#### Provided information
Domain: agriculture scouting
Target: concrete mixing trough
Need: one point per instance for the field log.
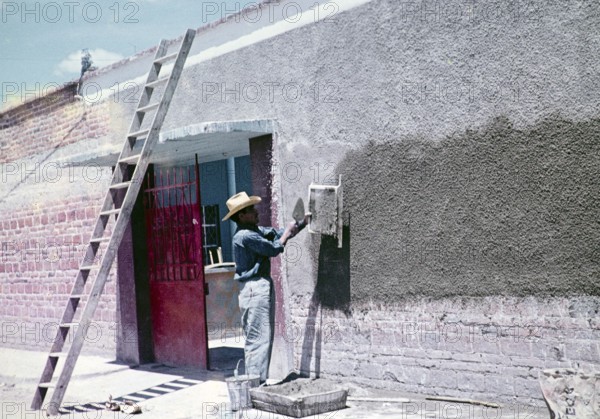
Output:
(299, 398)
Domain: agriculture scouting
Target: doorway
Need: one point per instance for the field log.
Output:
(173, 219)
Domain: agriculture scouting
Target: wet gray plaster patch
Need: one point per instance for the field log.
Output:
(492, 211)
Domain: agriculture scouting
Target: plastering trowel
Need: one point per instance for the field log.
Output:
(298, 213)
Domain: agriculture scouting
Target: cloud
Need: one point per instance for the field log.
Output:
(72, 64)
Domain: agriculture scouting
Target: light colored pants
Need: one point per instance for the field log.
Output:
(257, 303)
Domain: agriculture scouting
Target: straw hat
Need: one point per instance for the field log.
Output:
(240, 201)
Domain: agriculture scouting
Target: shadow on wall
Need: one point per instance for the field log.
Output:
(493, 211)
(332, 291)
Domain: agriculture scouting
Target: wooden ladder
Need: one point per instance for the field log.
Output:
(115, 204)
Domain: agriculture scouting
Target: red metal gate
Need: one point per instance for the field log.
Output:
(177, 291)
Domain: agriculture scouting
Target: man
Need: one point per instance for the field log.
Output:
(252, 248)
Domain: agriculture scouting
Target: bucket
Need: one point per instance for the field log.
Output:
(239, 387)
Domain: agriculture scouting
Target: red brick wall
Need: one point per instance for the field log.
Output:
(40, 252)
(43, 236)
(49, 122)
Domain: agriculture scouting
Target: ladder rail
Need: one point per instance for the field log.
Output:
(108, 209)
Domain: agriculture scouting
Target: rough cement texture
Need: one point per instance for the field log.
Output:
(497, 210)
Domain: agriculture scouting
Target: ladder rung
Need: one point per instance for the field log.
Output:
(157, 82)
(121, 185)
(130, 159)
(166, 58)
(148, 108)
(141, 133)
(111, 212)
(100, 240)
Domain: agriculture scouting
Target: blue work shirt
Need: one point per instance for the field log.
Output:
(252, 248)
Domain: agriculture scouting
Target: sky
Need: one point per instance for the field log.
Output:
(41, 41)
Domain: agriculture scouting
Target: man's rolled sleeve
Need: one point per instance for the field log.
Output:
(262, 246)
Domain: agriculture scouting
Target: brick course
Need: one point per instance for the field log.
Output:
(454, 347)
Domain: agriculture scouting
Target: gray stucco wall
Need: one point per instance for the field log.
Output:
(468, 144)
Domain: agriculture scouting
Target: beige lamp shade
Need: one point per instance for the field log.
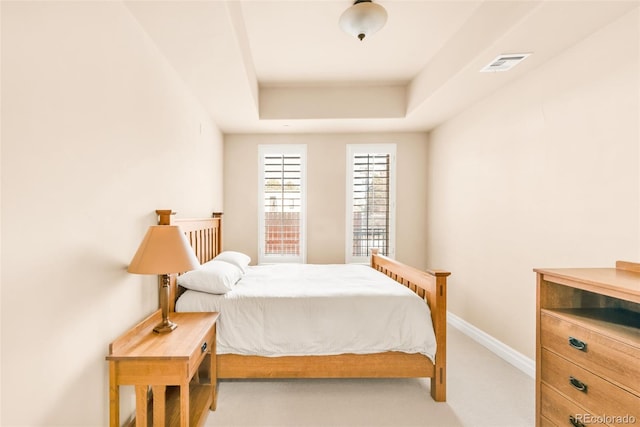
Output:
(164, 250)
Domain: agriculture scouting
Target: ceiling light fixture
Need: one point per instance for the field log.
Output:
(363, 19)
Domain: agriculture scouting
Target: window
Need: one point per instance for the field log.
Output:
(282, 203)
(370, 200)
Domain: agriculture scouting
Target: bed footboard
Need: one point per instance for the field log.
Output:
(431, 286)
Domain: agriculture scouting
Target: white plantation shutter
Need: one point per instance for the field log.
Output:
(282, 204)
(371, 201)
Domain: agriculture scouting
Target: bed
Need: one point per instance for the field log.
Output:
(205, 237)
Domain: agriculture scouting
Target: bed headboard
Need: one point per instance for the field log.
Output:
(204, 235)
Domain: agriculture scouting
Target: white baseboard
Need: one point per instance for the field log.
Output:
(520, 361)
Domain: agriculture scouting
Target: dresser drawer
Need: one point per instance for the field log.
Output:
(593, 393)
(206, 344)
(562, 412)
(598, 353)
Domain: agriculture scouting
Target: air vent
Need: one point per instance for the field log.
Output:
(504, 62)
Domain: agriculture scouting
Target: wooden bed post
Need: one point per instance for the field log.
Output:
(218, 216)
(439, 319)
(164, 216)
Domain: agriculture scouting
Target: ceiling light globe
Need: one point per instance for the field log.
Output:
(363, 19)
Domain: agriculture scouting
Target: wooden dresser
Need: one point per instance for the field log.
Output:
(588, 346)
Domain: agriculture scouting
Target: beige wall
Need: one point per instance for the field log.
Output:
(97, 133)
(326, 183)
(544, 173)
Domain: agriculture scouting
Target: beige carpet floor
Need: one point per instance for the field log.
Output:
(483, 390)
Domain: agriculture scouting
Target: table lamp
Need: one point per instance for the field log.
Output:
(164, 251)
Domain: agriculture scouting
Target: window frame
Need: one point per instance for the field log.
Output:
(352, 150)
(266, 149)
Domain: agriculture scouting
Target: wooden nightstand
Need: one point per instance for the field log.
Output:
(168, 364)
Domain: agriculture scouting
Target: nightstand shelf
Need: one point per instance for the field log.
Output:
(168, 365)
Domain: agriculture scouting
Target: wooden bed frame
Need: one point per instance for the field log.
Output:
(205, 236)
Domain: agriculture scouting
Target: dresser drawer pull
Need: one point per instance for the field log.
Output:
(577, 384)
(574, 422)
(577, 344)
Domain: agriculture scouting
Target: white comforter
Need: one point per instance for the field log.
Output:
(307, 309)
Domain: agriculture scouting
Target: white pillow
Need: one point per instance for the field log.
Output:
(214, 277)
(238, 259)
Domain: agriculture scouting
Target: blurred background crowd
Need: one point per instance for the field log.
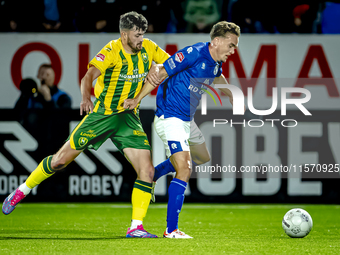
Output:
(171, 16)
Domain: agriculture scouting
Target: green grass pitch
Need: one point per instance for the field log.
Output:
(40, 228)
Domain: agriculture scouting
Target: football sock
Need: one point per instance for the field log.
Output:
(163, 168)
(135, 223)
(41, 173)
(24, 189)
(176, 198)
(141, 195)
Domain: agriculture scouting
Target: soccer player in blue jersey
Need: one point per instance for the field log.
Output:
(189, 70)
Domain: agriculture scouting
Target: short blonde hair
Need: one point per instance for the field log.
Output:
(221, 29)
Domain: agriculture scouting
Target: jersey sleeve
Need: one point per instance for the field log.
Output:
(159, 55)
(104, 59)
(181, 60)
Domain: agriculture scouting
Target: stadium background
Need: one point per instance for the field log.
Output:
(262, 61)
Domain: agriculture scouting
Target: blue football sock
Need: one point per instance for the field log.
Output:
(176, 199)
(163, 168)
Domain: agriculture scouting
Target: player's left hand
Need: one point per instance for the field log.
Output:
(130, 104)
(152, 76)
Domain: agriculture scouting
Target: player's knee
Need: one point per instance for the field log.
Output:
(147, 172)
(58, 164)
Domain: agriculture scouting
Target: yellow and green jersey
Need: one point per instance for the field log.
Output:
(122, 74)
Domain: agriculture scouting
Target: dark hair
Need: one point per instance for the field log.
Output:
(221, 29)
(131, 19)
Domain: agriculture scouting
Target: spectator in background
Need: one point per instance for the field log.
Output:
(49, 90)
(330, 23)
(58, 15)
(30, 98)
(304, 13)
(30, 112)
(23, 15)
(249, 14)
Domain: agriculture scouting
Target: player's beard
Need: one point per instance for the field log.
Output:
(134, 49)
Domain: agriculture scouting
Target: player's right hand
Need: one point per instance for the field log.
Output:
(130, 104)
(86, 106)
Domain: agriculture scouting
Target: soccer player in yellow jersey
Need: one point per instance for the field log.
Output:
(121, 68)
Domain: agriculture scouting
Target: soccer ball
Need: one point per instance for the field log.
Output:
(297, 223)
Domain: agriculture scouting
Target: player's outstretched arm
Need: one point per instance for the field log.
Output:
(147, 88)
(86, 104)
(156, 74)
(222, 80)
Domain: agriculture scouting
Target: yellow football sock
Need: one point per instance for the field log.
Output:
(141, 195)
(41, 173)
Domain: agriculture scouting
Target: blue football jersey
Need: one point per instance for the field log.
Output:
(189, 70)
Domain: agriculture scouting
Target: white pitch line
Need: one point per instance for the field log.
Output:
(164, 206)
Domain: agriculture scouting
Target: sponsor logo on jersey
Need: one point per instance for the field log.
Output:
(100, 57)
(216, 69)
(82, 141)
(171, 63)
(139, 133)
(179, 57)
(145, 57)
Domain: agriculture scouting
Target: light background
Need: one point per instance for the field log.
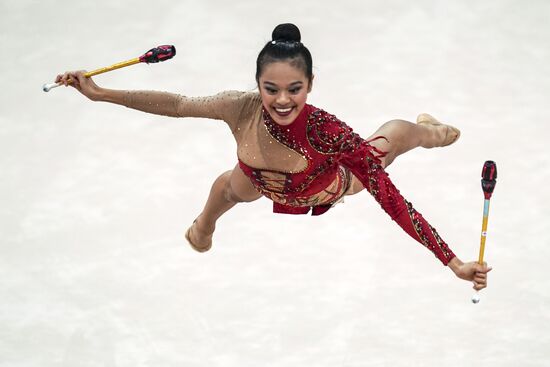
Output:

#### Required work
The lines holding the word "drawer" are the answer. Pull them out of the records and copy them.

#### Exercise result
Target: dresser drawer
Target: dresser drawer pull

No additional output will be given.